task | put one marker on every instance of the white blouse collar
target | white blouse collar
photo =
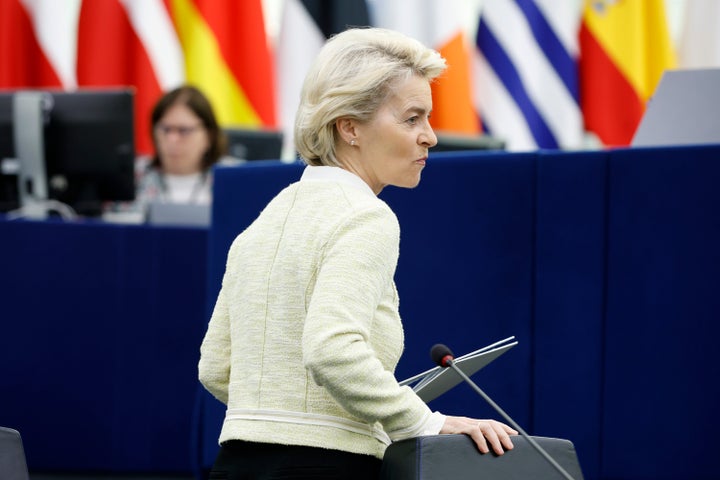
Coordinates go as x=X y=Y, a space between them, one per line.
x=335 y=174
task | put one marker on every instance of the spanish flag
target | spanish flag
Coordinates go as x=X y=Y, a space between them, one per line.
x=228 y=57
x=625 y=47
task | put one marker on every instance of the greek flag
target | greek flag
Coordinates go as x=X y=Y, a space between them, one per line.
x=526 y=73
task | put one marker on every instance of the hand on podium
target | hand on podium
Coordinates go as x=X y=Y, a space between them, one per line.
x=483 y=432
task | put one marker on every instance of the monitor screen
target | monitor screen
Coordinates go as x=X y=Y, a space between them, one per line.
x=248 y=144
x=89 y=149
x=456 y=142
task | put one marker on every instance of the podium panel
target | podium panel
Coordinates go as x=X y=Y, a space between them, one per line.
x=439 y=457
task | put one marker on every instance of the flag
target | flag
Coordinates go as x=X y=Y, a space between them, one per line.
x=439 y=25
x=625 y=47
x=700 y=37
x=37 y=43
x=526 y=74
x=227 y=56
x=130 y=43
x=305 y=25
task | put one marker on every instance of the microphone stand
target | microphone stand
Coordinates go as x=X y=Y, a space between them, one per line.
x=540 y=450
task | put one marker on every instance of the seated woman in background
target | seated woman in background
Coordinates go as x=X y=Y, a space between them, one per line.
x=188 y=142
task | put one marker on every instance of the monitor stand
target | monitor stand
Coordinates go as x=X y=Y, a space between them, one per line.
x=30 y=110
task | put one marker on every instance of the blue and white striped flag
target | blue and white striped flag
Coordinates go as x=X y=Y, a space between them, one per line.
x=525 y=73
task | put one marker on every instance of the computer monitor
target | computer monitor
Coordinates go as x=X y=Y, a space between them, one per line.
x=449 y=142
x=88 y=148
x=249 y=144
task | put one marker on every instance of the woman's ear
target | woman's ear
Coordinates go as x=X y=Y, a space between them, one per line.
x=346 y=128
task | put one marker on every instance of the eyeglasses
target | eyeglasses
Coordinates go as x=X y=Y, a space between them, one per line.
x=182 y=131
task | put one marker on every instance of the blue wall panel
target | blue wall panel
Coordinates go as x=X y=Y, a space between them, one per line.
x=662 y=367
x=569 y=296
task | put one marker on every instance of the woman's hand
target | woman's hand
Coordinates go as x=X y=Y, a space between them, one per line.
x=482 y=432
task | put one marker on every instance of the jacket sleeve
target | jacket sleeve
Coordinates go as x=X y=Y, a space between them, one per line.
x=214 y=365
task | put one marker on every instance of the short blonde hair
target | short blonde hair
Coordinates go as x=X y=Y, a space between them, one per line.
x=351 y=77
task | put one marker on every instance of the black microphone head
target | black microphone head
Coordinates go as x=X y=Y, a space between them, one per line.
x=440 y=354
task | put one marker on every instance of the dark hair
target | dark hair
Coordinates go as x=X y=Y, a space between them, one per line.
x=196 y=101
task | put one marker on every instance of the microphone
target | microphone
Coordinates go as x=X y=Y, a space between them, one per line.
x=444 y=357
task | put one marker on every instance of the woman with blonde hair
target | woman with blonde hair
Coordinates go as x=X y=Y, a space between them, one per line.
x=306 y=331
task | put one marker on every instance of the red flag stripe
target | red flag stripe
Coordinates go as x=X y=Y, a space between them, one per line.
x=111 y=54
x=22 y=60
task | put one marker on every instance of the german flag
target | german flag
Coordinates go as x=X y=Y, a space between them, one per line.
x=228 y=57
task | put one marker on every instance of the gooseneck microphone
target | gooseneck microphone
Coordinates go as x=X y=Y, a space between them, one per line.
x=443 y=356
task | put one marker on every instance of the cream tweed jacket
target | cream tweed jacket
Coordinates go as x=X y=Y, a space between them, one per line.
x=305 y=333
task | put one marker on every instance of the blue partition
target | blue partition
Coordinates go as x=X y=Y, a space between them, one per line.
x=465 y=272
x=570 y=248
x=661 y=366
x=99 y=343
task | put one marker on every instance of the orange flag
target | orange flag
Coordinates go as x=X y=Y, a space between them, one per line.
x=439 y=25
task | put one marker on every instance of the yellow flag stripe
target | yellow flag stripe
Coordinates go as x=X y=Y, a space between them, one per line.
x=206 y=68
x=635 y=36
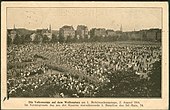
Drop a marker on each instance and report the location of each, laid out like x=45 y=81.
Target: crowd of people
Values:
x=29 y=71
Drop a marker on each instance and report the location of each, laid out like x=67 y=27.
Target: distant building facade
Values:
x=82 y=31
x=110 y=32
x=67 y=32
x=98 y=32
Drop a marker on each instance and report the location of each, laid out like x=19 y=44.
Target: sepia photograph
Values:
x=75 y=52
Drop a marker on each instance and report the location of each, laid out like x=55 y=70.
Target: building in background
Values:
x=98 y=32
x=67 y=32
x=82 y=31
x=110 y=33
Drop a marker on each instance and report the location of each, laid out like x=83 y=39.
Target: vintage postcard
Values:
x=84 y=55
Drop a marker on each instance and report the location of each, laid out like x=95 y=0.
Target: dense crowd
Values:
x=29 y=72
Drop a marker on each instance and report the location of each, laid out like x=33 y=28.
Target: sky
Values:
x=109 y=18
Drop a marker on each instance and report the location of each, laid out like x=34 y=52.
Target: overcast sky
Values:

REQUIREMENTS
Give again, word for word, every line from the one holding "like x=45 y=81." to the end of the data.

SOLUTION
Drop a marker on each instance and report the location of each, laid out like x=45 y=81.
Target: crowd of people
Values:
x=29 y=71
Drop a marker on each instance and report the location of each, laid out like x=67 y=27.
Target: distant building facade
Values:
x=82 y=31
x=110 y=32
x=67 y=32
x=98 y=32
Drop a marker on each instance and report the location of each, laid out like x=19 y=44.
Target: sepia photograph
Values:
x=75 y=52
Drop a marker on each instance and report the location of each, laid out like x=55 y=70.
Target: building in background
Values:
x=98 y=32
x=67 y=32
x=82 y=31
x=110 y=33
Drop a marker on each instance and report the location of each, laid out like x=83 y=39.
Target: vintage postcard
Values:
x=84 y=55
Drop a marker on each instance and report the location of each, laid out like x=95 y=0.
Target: dense crowd
Values:
x=29 y=72
Drop a marker on each instance and report the location of each, laid out like x=33 y=28.
Target: sky
Values:
x=109 y=18
Drop a marker on each instance and report the location of each, laid out like x=34 y=52.
Target: overcast sky
Values:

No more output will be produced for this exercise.